**Directions for this task:** Please reproduce every one of the items below word for word, changing nothing.

(Region segmentation data)
## BEGIN
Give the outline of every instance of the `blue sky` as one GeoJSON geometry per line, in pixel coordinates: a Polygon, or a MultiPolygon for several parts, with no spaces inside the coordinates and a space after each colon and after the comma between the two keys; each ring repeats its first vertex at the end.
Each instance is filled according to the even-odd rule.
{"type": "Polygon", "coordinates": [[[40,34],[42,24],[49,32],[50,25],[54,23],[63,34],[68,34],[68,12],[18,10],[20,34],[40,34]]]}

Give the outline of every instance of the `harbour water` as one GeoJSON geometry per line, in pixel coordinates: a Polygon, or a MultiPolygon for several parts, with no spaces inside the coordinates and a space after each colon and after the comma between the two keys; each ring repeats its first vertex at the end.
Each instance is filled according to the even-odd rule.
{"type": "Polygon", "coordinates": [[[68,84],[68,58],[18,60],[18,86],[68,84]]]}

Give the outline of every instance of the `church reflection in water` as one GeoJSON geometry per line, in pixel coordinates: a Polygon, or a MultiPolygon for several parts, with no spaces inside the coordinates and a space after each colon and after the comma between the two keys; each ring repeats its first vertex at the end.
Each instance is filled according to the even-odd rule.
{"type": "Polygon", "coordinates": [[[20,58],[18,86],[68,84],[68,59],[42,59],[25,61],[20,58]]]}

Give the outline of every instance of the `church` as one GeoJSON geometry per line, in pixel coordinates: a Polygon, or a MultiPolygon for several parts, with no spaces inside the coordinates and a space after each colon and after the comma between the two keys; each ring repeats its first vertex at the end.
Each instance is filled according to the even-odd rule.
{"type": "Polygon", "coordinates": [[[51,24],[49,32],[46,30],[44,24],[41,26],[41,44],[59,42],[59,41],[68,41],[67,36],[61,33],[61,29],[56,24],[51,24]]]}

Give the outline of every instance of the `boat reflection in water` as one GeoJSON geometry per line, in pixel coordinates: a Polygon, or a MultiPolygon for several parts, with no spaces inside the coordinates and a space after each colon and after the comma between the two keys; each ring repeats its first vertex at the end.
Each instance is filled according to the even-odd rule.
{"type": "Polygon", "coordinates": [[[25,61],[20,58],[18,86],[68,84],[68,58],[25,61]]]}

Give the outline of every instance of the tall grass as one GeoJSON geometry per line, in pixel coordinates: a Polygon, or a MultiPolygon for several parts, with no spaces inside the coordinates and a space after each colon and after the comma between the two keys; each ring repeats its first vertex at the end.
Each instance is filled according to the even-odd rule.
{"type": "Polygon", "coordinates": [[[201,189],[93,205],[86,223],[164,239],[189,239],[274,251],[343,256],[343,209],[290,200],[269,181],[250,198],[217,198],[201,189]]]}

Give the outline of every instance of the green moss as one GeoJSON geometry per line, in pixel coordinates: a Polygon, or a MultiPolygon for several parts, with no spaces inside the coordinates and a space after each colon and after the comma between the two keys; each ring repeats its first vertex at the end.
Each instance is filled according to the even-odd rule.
## END
**Task answer:**
Give the outline of every instance of the `blue sky` as one GeoJSON geometry per line, in pixel coordinates: a Polygon, or a MultiPolygon for several parts, with no spaces inside the coordinates and a space after each colon and after the comma between the two keys; each ring repeats its first vertex at the end.
Each instance is filled according to the even-odd rule.
{"type": "Polygon", "coordinates": [[[40,34],[42,24],[49,32],[50,25],[54,23],[63,34],[68,34],[68,12],[18,10],[20,34],[40,34]]]}

Give the outline of every instance of the `harbour water` as one GeoJSON geometry per line, in pixel coordinates: a Polygon, or a MultiPolygon for several parts, with no spaces inside the coordinates and a space after each colon and after the comma between the two keys; each ring repeats its first vertex at the end.
Each instance is filled according to the even-odd rule.
{"type": "Polygon", "coordinates": [[[68,84],[68,58],[18,60],[18,86],[68,84]]]}

Give the outline of every instance of the `church reflection in water` as one GeoJSON geometry per line, in pixel coordinates: a Polygon, or a MultiPolygon for several parts, with no spaces inside the coordinates and a space after each colon and after the comma between the two keys; each ring repeats its first vertex at the end.
Each instance is filled according to the even-odd rule.
{"type": "Polygon", "coordinates": [[[20,58],[18,86],[68,84],[68,59],[42,59],[25,61],[20,58]]]}

Give the outline of every instance of the `church` as one GeoJSON geometry per line, in pixel coordinates: a Polygon, or a MultiPolygon for several parts, with no spaces inside the coordinates and a space after each colon and after the comma between the two keys; each ring repeats its first vertex at the end.
Each instance is filled according to the even-odd rule.
{"type": "Polygon", "coordinates": [[[51,24],[49,32],[46,30],[44,24],[41,26],[41,44],[59,42],[59,41],[68,41],[67,36],[61,33],[61,29],[56,24],[51,24]]]}

Give the outline of every instance of the `boat reflection in water` as one GeoJSON geometry per line, in pixel coordinates: a Polygon, or a MultiPolygon for several parts, with no spaces inside the coordinates and a space after each colon and after the comma between the two keys; each ring repeats its first vertex at the end.
Each instance is filled according to the even-odd rule.
{"type": "Polygon", "coordinates": [[[25,61],[20,58],[18,86],[68,84],[68,58],[25,61]]]}

Give the outline of every instance of the tall grass as one GeoJSON geometry per line, in pixel coordinates: a Polygon, or a MultiPolygon for several parts, with no spaces inside the coordinates and a space after each colon and after the comma between the two keys; each ring repeats its first vertex at the end.
Each instance is filled according to the even-odd rule.
{"type": "Polygon", "coordinates": [[[201,189],[93,205],[86,223],[164,239],[189,239],[274,251],[343,256],[343,209],[290,200],[269,181],[250,198],[217,198],[201,189]]]}

Give the outline of every instance of the green moss as one GeoJSON geometry per line, in pixel coordinates: a Polygon, or a MultiPolygon for several parts, with no spaces inside the coordinates and a space after each colon and after the comma between the two keys; each ring repeats its first vertex at the end.
Each instance is filled according to the even-odd rule.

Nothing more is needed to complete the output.